* [YOUR ASSIGNMENT] In the records that follow, find each line containing "diver" and copy it.

[[ TASK INPUTS open ]]

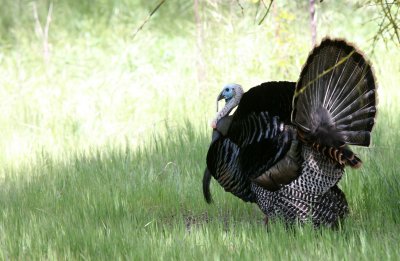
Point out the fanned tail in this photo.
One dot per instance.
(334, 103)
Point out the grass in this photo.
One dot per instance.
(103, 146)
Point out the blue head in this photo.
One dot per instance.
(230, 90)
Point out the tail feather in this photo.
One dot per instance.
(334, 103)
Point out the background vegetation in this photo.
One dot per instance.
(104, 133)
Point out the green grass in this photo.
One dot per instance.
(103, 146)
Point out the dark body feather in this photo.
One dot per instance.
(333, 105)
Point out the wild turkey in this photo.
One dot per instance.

[[ TASK INPUTS closed ]]
[[ TASK INPUTS open ]]

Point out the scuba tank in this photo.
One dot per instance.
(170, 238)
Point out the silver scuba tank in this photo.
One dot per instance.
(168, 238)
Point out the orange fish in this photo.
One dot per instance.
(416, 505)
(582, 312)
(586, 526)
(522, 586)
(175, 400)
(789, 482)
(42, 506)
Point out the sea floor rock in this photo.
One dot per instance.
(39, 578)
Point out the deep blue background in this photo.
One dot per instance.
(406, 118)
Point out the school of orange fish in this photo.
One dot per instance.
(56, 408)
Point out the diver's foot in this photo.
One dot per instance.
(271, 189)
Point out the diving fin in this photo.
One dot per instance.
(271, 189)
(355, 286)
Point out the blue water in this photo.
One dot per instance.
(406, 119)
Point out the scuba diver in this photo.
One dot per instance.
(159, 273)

[[ TASK INPUTS closed ]]

* [RESULT]
Point out the diver's foot in this photo.
Point out the scuba diver in this photo.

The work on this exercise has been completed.